=== Obiettivi ===
1/ Elenca tutti gli articoli di legge citati nel testo sulla libertà di corrispondenza.
2/ Nel testo sulla libertà di corrispondenza, quale articolo della CEDU riconosce a ogni persona la libertà di ricevere o comunicare informazioni o idee?
3/ Prosegui il testo sulla libertà di corrispondenza dopo la sua ultima frase.

=== Testo scelto ===

+ + + + + + +

In secondo luogo, poiché la corrispondenza e la comunicazione presuppongono un rapporto comunicativo, la norma costituzionale tutela il rapporto in quanto tale; in altri termini la protezione costituzionale riguarda sia il mittente che il destinatario e, più ampiamente, tutti i soggetti che partecipano al rapporto comunicativo.
Per altro verso occorre specificare, ancora, che la previsione costituzionale non comporta il diritto di disporre di qualsiasi mezzo di comunicazione, ma che, in relazione ai mezzi posti a disposizione, siano assicurate la libertà e la segretezza dell’attività comunicativa in modo che quest’ultima non sia assoggettata a limiti legislativi ingiustificatamente fissati.
La libertà e la segretezza sono assicurate dalla Costituzione a tutte le forme interpersonali e intersoggettive di comunicazione (siano esse veicolate attraverso parole o altri segni, siano scritte o orali, trasmesse per posta, telefono o in via telematica) a condizione che lo strumento utilizzato sia idoneo a garantire la segretezza del messaggio.
L’art. 15 Cost., cioè, definisce il paradigma costituzionale per l’espressione del proprio pensiero che sia intenzionalmente riservato ad un numero determinato e individuabile di soggetti. Una linea di demarcazione non sempre facilmente individuabile con la libertà di manifestazione del pensiero (art. 21 Cost.), cui corrisponde una tutela costituzionale delle espressioni che il soggetto intende diffondere ad un numero indeterminato di destinatari.
Al di là delle posizioni a volte divergenti espresse dalla dottrina, la prospettiva interpretativa che pone in relazione sistematica (e non in contrapposizione) gli artt. 15 e 21 Cost. conduce ad una ricostruzione delle libertà in parola quale fattispecie complessa che comprende più libertà, diverse ma tra loro convergenti ed i cui criteri distintivi vanno ricercati nella determinatezza dei destinatari, nella infungibilità e delimitazione dei medesimi.[2]
Va da ultimo ricordata la sostanziale conformità della sfera soggettiva della libertà riconosciuta dalla Costituzione italiana rispetto alla CEDU il cui art. 10 analogamente riconosce ad ogni persona la libertà “di ricevere o di comunicare informazioni o idee senza influenza alcuna da parte delle autorità pubbliche e senza considerazioni di frontiera”.
Conforme anche la configurazione della natura della libertà come strumentale rispetto alla vita privata e familiare (e quindi alla tutela della riservatezza) sancita dall’art. 8.1 CEDU.

+ + + + + + +

=== Sezione dati ===
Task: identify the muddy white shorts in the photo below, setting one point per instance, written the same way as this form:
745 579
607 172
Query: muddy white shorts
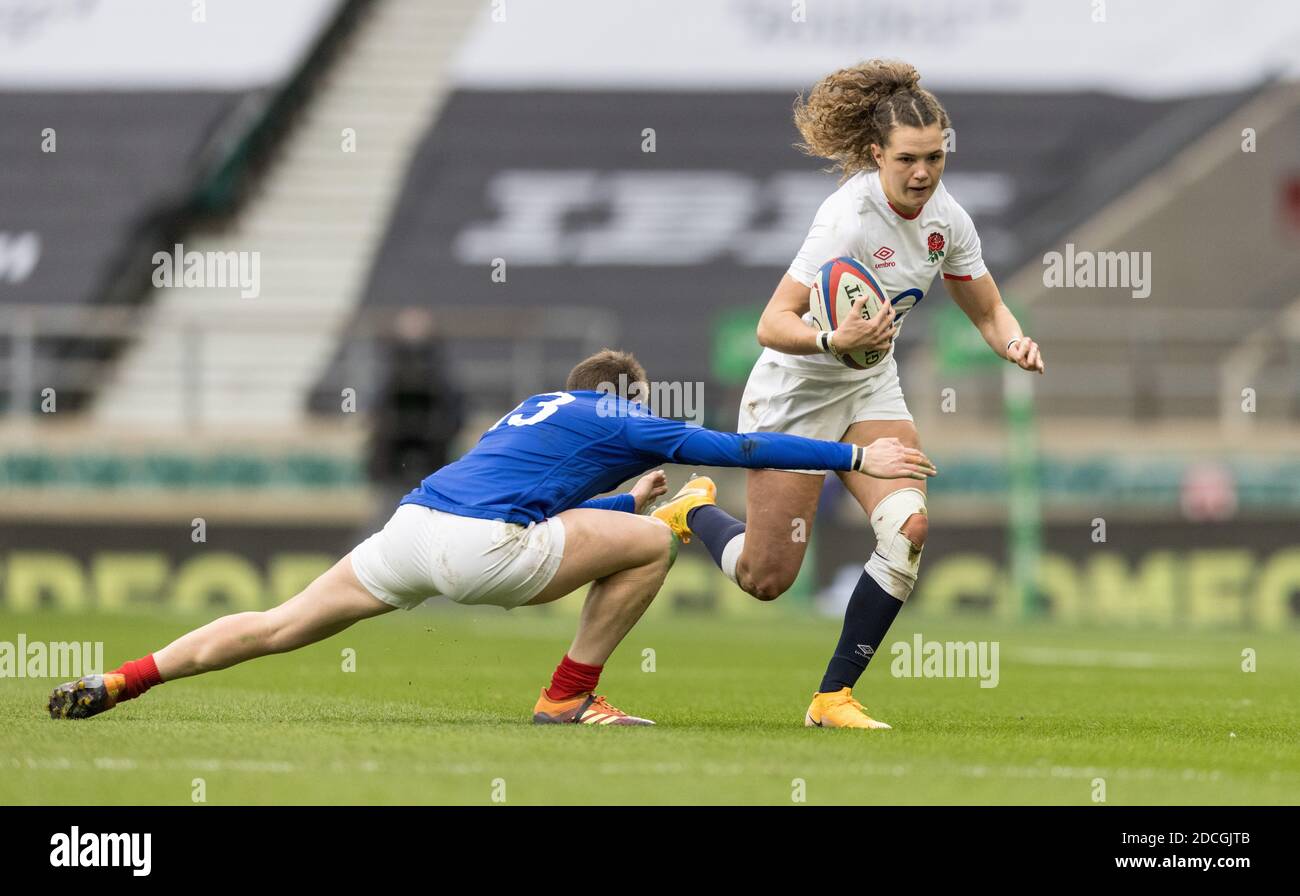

+ + + + + + +

=== Risposte qui sotto ===
1/ art. 15 Cost., art. 21 Cost., art. 10 CEDU, art. 8.1 CEDU

2/ L'art. 10 della CEDU.

3/
Più ampia la formula costituzionale italiana nel delineare i contorni della garanzia a fronte della previsione dell’art. 8.2 CEDU di formule restrittive (sicurezza nazionale, pubblica sicurezza, benessere economico del paese, difesa dell’ordine, prevenzione dei reati, protezione della salute o della morale, protezione dei diritti e libertà altrui) che per la loro indeterminatezza hanno dato luogo a non poche difficoltà interpretative.
Anche all’interno del sistema dei diritti dell’UE il diritto alla segretezza delle comunicazioni si configura quale strumentale al rispetto della vita privata e familiare. Da un lato l’art. 7 della Carta di Nizza riproduce, nella sostanza, il contenuto normativo dell’art. 8 CEDU, per l’altro la giurisprudenza della Corte di giustizia aveva già da tempo positivizzato la segretezza della corrispondenza quale principio generale del diritto comunitario.
- La complessa proiezione costituzionale dell’ambito oggettivo della libertà
La formulazione dell’art.15 Cost. lascia spazio a diversi orientamenti interpretativi in relazione vuoi all’ambito oggettivo dei modi attraverso cui un soggetto si pone in relazione con altri soggetti, sia in rapporto all’oggetto dell’inviolabilità con particolare riferimento alla segretezza della comunicazione.
In primo luogo, la norma costituzionale chiarisce che l’ambito oggettivo tutelato è quello della “corrispondenza e di ogni altra forma di comunicazione”: un’accezione ampia che, alla tradizionale formula della corrispondenza epistolare, affianca una formula (clausola) aperta che consente di ricondurre nell’alveo della tutela costituzionale i mezzi di comunicazione esistenti all’epoca costituente, i mezzi di comunicazione resi oggi disponibili dall’innovazione tecnologica, ma anche i mezzi di comunicazione che il futuro ci offrirà.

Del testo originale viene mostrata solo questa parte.